| Görev Talimatları |
1. Kamu avukatlarının vekalet ücretleriyle ilgili metne göre, 2012 yılında alınması gereken 25 milyon liralık vekalet ücretinin ne kadarı avukatlara dağıtıldı?
2. Kamu avukatlarının vekalet ücretleriyle ilgili metni kaldığı yerden sürdürün.

| Alıntılanan Metin |
25 MİLYON VEKALET ÜCRETİMİZE EL KONULUYOR

Konuyla ilgili aradığımız bir kamu avukatı, 2012 yılı itibariyle kazandıkları davalardan almaları gereken vekalet ücreti toplamının 25 milyon lira olduğuna dikkat çekerek, “Oysa vekalet ücretlerimiz yıllık 7 bin 500 lira ile sınırlanıyor. Kazandığımız davalarda kamuya milyonlarca liralık gelir sağlamamıza karşın, vekalet ücretimizi alamıyoruz. 2012 yılında 25 milyon lira vekalet ücreti almamız gerekirken bunun 1.5 milyon lirası avukatlara dağıtıldı. Geri kalanı ise Hazine’ye gelir kaydedildi” dedi.

Bir başka avukat ise eğitim, sağlık, adalet çalışanlarına sağlanan ‘döner sermaye’ hakkının kamu avukatlarına da verilmesi gerektiğini en azından avukatlık mesleğinin en temel hakkı olan vekalet ücretlerinin adil bir şekilde dağıtılması gerektiğini söyledi.

Çağdaş hukuk sistemlerinde, yargıda iddia, savunma ve karar organlarının eşit şartlarda görevlerini yerine getirirken, birinin diğerine üstünlüğünün söz konusu olamayacağına dikkat çeken avukatlar, “Ancak çağdaş hukuk sistemini yeterince özümseyememiş ülkelerde, bu sistem bir veya iki organın lehine sapma göstermektedir. İddia, savunma ve karar organlarının oluşturduğu ve adına "adalet" dediğimiz sistem, maalesef kendi içinde adaletsizliğe sapmaktadır. Bu sapmada en fazla zarar gören de her zaman "savunma" olmaktadır” dediler.

Kamu avukatının hakim ve savcılar gibi devletin kadro ve bünyesi içerisinde görev yapan, onlarla aynı eğitimi alan, bir ömür boyu göremeyeceği miktarlardaki dosyaların hukuki sorumluluğunu taşıyan kişiler olduğuna dikkat çekerek, “Ama ne yazık ki devlet, kendini savunan bu kişilere üvey evlat muamelesi yapmaktadır. Aynı veya benzer işi yapan kamu görevlileri arasında, gerek mali yönden, gerek statü yönünden uçurumlar bulunmasının hiç bir makul izahı yoktur” diye konuştular.

NE İSTİYORLAR?

| Kayıtlı Veriler |

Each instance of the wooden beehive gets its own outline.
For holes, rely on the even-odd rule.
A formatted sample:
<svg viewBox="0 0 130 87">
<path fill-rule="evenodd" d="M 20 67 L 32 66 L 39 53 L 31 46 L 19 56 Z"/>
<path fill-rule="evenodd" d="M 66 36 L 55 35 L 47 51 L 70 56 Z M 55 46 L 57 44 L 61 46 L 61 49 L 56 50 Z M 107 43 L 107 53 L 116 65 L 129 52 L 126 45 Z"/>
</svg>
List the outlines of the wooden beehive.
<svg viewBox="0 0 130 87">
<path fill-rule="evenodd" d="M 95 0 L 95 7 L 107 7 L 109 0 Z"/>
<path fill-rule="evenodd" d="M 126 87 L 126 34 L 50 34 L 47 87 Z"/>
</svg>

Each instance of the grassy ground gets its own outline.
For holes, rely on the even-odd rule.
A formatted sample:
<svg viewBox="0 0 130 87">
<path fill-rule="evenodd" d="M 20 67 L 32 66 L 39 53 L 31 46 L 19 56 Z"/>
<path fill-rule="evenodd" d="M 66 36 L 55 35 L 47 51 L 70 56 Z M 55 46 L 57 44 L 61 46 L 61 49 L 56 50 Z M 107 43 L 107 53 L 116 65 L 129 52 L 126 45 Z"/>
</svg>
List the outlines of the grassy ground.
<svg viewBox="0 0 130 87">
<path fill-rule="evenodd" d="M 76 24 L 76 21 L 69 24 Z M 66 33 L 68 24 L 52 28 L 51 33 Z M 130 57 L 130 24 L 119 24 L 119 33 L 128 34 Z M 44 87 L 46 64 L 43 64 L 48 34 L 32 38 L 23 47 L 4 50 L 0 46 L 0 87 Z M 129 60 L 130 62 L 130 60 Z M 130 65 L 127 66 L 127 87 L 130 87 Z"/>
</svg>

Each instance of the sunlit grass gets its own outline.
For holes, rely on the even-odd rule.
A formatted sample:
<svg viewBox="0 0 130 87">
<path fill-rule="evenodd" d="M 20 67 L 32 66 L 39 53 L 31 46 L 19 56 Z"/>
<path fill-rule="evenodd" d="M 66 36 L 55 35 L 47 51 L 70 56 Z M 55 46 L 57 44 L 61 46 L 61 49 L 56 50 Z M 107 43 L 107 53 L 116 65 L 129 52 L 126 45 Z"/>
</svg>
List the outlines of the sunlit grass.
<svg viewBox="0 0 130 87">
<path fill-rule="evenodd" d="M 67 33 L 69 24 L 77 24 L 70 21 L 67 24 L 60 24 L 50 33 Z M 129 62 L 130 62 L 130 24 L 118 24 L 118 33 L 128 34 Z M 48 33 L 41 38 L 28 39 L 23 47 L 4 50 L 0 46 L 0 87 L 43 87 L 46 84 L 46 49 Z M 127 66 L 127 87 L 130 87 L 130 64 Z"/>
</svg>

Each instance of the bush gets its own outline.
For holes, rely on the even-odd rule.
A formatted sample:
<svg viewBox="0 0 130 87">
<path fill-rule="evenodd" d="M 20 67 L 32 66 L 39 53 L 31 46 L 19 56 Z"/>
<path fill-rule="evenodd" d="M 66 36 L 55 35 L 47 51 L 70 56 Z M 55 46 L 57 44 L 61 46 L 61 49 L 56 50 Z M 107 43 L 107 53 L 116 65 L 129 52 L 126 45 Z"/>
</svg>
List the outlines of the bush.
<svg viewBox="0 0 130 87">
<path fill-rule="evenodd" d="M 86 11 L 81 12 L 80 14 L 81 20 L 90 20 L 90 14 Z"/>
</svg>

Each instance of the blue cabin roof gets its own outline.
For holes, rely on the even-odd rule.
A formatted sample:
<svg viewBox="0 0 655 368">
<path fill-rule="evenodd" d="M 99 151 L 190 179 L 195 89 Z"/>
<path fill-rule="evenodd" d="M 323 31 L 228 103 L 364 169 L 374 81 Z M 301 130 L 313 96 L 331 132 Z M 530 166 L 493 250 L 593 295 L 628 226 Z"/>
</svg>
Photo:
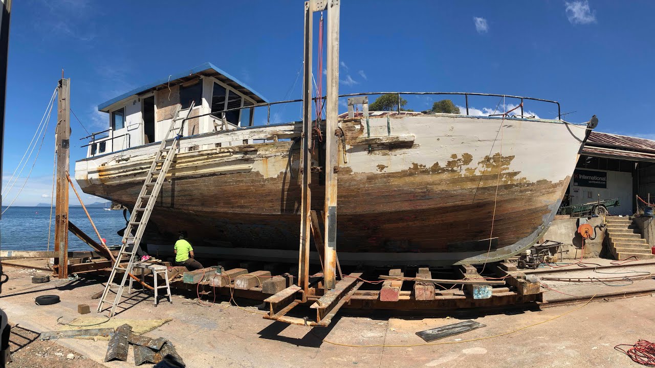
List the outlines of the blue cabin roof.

* * *

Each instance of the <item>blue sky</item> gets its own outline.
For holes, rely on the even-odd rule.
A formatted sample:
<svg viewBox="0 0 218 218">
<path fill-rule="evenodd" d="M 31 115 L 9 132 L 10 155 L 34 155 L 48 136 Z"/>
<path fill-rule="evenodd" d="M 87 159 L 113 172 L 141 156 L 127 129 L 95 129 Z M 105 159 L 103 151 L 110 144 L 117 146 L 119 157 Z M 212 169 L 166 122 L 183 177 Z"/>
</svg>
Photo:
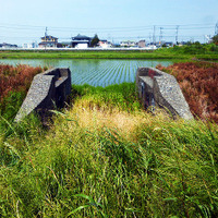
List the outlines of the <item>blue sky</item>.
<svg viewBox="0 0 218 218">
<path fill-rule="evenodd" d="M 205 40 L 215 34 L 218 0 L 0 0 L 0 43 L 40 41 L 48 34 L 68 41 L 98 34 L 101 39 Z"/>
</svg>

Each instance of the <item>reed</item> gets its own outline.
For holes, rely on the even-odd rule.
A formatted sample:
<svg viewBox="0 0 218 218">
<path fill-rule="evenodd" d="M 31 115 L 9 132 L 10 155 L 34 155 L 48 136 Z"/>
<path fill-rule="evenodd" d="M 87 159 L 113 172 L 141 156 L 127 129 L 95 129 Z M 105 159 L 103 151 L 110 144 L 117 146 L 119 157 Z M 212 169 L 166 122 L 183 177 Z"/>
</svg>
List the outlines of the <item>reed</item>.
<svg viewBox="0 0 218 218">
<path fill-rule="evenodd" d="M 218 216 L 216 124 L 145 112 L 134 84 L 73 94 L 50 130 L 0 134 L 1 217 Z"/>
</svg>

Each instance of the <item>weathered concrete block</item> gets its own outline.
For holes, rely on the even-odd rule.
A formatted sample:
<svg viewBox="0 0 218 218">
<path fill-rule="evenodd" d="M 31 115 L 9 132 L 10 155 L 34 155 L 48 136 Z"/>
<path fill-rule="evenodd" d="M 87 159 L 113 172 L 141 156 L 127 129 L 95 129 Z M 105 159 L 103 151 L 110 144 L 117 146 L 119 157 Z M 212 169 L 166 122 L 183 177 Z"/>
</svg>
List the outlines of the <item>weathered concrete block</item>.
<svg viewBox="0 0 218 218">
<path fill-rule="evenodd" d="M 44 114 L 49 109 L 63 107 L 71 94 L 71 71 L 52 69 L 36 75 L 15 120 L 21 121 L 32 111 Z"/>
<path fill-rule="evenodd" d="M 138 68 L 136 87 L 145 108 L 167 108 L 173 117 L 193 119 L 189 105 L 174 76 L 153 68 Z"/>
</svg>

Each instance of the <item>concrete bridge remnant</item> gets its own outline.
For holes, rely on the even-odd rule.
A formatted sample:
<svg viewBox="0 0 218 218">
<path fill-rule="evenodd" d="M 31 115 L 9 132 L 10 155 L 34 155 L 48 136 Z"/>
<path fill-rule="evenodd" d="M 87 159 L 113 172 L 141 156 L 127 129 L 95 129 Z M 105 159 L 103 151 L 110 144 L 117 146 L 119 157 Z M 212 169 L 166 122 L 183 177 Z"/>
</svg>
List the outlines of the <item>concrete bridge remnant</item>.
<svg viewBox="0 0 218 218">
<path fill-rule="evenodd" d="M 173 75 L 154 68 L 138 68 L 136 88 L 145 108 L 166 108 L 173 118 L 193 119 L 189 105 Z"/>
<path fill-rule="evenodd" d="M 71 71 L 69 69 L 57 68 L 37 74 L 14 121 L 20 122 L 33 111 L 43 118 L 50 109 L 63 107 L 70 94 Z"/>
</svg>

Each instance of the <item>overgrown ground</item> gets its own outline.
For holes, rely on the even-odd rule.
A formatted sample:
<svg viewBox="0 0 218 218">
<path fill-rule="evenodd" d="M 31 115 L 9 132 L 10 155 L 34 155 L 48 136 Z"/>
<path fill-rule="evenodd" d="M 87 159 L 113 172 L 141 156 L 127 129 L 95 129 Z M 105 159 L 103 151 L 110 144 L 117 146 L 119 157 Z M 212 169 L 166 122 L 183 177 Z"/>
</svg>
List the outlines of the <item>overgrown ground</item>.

| Görev Yanıtları |
1. Bunun 1.5 milyon lirası avukatlara dağıtıldı.

2.
1-    Kamu avukatları, hakim ve savcılara nazaran çok daha ağır yük ve sorumluluklar taşımalarına rağmen, onların sahip oldukları hiç bir hakka ve teminata sahip değillerdir. Oysa kamu avukatları, savcılar gibi kamu gücünü temsil etmekte ve kamu adına, her türlü davada devletin yararını korumaktadırlar. Kamu avukatlarına bu hak ve teminatlar tanınmazken, Danıştay, Sayıştay, İdare ve Vergi mahkemelerinde, hukuk fakültesi mezunu bile olmayan kişilerin hakim statüsünde çalıştırılmaları ve hakim ve savcıların her türlü haklarından yararlanmaları da ayrı bir çelişkidir.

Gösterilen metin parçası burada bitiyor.